Start of SUPPLIED TEXT

Eucharistic Types in the Old Testament

Eucharistic Types in the Old Testament

Praise God for his mercy and love and omniscience. It seems that from the moment the first man disobeyed, God had a plan to deliver man and dwell with him in a new kingdom that would be Eucharistic.

Perhaps God knew that, without prophecy, His entering human history in the flesh might have escaped our notice. Just a few months ago, we celebrated Christmas, which recalls how God sent his only Son as an infant, born of a virgin, in the way God said He would, down to the town and the lineage of his parents: the beginning of the complete fulfilment of the promises revealed by God and His Law and His prophets. Today we are living out the beginning of his promises of a heavenly kingdom that we will live out more fully in Heaven and after Jesus’s second coming. Through the mouth of his prophets he reveals what his future kingdom would look like:

“And the Lord, their God, shall save them on that day,
his people like a flock.
For they are the jewels in a crown raised aloft over his land.
For what wealth is theirs, and what beauty!
grain that makes the youths flourish,
and new wine, the maidens!”

(Zec 9:16-17)

End of SUPPLIED TEXT

* TASK GOAL *
Reproduce everything in the piece on Eucharistic types above, from "For they are" down to "(Zec 9:16-17)".

Start of DATA

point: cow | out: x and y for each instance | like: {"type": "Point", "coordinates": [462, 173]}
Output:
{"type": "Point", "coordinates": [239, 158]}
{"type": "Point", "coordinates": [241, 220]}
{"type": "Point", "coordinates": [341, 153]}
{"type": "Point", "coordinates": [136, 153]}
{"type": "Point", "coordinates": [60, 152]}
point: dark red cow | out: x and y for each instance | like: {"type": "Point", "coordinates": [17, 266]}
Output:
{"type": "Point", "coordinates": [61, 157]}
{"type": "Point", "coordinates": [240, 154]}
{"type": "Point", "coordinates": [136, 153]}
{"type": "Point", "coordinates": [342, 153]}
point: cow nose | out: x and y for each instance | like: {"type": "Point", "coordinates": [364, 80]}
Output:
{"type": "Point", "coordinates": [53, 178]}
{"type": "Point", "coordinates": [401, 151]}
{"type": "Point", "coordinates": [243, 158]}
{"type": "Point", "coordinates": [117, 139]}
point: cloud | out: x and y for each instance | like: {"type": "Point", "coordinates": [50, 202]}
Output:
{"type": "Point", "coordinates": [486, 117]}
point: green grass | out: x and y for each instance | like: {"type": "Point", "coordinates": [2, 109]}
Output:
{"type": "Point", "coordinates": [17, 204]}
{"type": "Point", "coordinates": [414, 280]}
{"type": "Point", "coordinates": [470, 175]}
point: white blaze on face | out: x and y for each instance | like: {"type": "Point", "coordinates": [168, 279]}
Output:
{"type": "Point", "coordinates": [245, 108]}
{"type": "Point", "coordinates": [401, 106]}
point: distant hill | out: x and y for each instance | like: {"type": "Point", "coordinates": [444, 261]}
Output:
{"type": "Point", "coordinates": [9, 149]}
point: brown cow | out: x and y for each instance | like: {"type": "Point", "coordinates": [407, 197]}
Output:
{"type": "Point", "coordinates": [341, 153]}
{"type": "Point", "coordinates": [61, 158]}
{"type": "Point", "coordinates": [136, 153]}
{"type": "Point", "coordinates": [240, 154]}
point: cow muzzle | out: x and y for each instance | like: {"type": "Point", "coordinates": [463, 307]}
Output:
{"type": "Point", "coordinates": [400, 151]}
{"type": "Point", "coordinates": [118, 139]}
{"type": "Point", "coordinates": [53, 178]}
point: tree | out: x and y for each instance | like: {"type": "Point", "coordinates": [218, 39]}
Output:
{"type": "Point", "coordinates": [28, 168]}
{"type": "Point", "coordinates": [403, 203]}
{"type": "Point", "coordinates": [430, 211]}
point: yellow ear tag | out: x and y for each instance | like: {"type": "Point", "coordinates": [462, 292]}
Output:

End of DATA

* FULL SOLUTION *
For they are the jewels in a crown raised aloft over his land.
For what wealth is theirs, and what beauty!
grain that makes the youths flourish,
and new wine, the maidens!”

(Zec 9:16-17)